→ REQUISITOS DAS TAREFAS
- 1) Explique, com base no excerto sobre as campanhas militares, o motivo que Mousinho apresentou ao propor o comandante para a condecoração.
- 2) Prossiga o excerto sobre as campanhas militares a partir da última frase apresentada.

→ EXCERTO DO TEXTO
Em 17 de Dezembro de 1896 foi comandar volunta­riamente a companhia de guerra de marinha que ia combater os namarrais. Ganhou a medalha de prata de Bons Serviços, que se juntou ao oficialato da Torre e Espada e à insígnia de cavaleiro de Cristo, recebidas em 1891. Mousinho escrevera a seu respeito, ao propô-lo para aquela condecoração: “pela maneira como comandou as forças engajadas na Nagüema, Ibrahimo e Mucuto Muno e pela boa ordem e disciplina que manteve na sua companhia”, e nomeou-o governador da Zambézia.
Começara uma revolta com assassínios nas proximi­dades do Sena e tão seguramente os indígenas esperavam vencer, que chegaram a atacar, em Tete, uma lancha carregada com material de guerra e, apoderando-se de duas peças “Hotchkiss”, dispuseram-se a maior resis­tência. Era em 25 de Maio de 1897; quatro dias depois saiu de Sena à frente duma coluna de cento e cinquenta soldados indígenas e dois mil cipais irregulares de Maganja, e em 4 de Julho atacava a aringa de Mayuca, que foi defendida com a artelharia tomada no rio Tete, e a qual recaiu em poder dos portugueses. Foram arrazadas doze aringas após vinte combates.

→ ITENS

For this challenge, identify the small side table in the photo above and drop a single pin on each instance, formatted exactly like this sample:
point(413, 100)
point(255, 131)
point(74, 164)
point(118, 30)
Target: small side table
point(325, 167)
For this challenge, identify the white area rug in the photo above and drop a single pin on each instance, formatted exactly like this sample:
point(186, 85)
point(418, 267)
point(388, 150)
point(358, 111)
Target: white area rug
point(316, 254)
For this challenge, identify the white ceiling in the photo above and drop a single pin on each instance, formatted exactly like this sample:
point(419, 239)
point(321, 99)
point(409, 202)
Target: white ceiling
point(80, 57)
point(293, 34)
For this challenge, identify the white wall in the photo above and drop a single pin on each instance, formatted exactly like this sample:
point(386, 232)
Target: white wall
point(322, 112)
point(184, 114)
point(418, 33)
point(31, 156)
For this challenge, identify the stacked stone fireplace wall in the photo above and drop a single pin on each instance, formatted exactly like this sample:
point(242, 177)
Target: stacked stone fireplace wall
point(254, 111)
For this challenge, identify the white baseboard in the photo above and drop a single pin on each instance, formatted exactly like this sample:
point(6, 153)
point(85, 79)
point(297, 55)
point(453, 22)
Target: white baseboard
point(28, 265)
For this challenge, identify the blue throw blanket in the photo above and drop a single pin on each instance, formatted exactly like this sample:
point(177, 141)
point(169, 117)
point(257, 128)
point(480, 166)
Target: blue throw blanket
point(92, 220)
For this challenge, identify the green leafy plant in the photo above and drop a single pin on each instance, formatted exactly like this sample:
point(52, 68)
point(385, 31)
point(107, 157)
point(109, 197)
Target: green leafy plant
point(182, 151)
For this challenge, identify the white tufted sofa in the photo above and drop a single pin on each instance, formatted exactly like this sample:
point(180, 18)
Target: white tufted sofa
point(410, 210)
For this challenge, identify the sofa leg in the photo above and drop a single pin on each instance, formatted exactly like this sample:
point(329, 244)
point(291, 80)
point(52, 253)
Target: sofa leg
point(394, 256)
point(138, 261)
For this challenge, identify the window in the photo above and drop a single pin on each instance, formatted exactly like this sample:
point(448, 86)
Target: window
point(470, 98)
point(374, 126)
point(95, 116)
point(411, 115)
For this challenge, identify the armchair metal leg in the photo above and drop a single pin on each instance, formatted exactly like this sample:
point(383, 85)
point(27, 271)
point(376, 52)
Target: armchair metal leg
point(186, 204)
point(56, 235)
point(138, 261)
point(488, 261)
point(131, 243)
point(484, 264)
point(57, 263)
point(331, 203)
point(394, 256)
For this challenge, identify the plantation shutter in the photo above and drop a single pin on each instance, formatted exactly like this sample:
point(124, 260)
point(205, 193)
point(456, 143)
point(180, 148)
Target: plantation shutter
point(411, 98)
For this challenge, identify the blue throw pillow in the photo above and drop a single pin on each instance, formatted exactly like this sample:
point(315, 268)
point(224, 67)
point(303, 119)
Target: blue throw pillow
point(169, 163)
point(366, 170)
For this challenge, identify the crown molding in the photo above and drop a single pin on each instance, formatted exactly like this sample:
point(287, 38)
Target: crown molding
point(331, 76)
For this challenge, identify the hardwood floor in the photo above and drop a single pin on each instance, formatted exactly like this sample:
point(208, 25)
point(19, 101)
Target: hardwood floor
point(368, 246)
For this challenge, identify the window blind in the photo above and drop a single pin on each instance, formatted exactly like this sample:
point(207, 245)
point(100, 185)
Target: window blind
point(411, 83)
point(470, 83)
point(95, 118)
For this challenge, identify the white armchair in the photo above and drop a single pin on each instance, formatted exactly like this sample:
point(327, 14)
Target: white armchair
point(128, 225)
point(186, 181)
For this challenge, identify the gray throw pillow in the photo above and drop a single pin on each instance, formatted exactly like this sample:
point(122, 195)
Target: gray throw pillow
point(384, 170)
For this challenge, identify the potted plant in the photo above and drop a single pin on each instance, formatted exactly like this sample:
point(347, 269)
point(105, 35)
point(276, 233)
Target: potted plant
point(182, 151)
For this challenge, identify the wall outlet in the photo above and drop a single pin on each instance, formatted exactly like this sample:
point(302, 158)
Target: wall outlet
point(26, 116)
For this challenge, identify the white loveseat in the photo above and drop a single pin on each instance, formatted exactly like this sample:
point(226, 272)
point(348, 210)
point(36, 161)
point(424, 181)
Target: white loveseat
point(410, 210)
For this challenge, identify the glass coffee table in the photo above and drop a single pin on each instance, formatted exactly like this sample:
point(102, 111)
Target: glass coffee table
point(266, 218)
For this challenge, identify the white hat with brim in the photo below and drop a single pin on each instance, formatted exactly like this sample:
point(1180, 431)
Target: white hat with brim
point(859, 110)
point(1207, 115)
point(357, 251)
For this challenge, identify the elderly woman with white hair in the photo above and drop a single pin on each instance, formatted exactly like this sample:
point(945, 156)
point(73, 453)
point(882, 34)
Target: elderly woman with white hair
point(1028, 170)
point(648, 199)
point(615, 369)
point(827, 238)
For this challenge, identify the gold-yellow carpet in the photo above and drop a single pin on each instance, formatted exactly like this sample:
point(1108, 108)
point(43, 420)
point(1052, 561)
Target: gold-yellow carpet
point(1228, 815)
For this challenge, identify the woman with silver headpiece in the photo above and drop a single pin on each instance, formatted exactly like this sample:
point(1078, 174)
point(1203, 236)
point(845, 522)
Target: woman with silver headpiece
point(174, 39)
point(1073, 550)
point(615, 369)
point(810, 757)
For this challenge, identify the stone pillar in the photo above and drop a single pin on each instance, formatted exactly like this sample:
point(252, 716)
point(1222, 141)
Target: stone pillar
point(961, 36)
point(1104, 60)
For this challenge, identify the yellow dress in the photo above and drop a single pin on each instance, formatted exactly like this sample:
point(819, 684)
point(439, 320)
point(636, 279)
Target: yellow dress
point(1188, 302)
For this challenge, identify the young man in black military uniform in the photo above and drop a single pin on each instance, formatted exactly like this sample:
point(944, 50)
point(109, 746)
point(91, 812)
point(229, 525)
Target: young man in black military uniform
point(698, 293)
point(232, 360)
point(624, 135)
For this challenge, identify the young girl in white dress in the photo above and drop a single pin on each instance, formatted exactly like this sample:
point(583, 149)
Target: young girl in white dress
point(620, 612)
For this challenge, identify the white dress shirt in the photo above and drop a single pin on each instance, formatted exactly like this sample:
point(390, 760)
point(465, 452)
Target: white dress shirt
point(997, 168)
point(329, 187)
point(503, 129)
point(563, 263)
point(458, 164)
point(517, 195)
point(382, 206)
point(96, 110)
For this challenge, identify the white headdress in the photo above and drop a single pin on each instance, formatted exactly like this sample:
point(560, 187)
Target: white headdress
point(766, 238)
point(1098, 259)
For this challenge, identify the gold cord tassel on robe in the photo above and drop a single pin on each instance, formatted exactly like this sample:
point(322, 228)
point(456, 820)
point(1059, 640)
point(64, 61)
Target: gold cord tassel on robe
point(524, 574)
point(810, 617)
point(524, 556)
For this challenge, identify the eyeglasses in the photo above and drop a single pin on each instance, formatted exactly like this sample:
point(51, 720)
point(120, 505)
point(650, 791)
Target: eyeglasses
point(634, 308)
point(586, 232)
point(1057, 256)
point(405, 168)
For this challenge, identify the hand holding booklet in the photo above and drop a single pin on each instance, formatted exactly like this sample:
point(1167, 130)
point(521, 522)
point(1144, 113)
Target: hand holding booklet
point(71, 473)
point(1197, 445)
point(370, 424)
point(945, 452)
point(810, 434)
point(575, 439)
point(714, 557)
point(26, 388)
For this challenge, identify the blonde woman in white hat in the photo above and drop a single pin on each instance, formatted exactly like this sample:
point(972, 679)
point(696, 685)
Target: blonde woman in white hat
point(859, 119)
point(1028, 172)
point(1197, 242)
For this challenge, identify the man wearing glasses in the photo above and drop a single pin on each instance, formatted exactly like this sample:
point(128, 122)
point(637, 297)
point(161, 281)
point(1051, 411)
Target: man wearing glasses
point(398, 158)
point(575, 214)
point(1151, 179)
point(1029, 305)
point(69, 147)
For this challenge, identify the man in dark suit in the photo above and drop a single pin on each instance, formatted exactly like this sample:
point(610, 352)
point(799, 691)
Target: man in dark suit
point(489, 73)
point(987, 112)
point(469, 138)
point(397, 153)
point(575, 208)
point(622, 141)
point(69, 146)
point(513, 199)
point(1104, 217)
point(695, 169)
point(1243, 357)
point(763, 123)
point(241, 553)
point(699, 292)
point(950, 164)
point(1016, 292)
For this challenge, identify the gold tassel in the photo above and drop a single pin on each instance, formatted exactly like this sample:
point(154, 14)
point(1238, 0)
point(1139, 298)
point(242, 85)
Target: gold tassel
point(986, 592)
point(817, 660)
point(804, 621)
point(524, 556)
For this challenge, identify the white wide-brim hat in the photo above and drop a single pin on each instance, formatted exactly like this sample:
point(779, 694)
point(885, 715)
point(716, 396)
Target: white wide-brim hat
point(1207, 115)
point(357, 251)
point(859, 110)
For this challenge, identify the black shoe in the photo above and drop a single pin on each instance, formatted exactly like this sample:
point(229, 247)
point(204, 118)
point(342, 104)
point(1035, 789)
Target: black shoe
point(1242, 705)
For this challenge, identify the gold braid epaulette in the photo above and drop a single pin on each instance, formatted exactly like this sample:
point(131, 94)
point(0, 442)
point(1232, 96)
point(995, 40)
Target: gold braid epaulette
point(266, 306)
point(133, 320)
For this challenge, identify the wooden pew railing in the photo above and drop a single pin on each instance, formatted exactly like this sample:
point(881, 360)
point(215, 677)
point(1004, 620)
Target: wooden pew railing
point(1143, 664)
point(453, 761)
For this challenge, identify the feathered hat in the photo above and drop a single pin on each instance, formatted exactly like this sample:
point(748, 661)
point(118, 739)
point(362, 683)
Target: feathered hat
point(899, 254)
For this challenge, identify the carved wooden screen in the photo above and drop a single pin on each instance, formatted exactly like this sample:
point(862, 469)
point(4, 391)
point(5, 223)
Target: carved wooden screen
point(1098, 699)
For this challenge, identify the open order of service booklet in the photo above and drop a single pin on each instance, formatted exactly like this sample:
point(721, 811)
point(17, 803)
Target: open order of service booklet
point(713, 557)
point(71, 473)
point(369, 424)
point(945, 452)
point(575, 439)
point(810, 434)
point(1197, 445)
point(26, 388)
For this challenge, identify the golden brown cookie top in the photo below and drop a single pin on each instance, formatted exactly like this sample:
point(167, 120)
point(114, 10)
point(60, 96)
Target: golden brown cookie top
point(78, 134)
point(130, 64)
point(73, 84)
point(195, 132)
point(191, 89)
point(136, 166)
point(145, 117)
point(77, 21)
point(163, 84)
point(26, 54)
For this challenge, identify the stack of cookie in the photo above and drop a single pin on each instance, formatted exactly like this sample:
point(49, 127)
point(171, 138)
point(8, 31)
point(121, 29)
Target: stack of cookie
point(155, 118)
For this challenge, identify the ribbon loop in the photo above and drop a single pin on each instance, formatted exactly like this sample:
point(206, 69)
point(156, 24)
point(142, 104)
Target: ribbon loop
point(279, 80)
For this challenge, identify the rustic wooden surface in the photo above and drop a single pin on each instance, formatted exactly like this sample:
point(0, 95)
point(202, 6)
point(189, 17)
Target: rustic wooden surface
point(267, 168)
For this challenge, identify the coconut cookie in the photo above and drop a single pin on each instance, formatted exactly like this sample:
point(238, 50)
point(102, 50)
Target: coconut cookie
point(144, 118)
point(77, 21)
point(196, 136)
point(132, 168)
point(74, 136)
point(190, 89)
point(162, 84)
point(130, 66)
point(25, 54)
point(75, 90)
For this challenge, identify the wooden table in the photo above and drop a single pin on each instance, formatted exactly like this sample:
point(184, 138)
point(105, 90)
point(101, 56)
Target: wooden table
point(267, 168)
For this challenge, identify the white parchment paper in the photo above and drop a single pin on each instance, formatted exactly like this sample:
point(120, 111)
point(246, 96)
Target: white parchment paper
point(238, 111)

→ RESULTADOS POR ORDEM
- 1) Mousinho justificou a proposta pela maneira como o comandante dirigiu as forças engajadas na Nagüema, Ibrahimo e Mucuto Muno. Invocou também a boa ordem e disciplina que ele manteve na sua companhia.

- 2)
No ano seguinte já estava em Maganja da Costa a castigar as ofensas feitas pelos cipais desta região a Aires de Ornelas e o trucidamento do l° tenente da Armada Simeão de Oliveira e de oito angolas que ali o tinham acompanhado em 1886. Tomou a aringa, subjugou o Mocuba e o Robe e não ocupou Angoche porque demorou a autorização pedida a Mousinho, governador geral de Moçambique, que o propôs para a comenda da Torre e Espada.
Quando o poderoso gentio do Barué se revoltou, muito animado por suas anteriores proesas, foi-lhe entregue, em 19 de Abril de 1902, o comando da expedição contra eles. Arrazou cerca de noventa aringas e entre elas a do célebre Inhachirondo, na qual fora morto um grande amigo dos portugueses, o índio Manuel António de Sousa, capitão-mor de Manica. Aprisionou-se o Macombe e o seu chefe de guerra, Combuemba, pereceu. Recebeu a medalha “Rainha D. Amélia”, e a Geografia entregou-lhe a sua medalha de honra.
Por decreto de 9 de Dezembro de 1904 foi nomeado governador geral de Moçambique, e, dois anos depois, adido à Comissão de Cartografia, tendo dirigido acertadamente a província que lhe fora confiada. Fez parte da comissão de reforma administrativa das províncias ultramarinas, e recebeu a nomeação de vogal da Junta Consultiva do ultramar.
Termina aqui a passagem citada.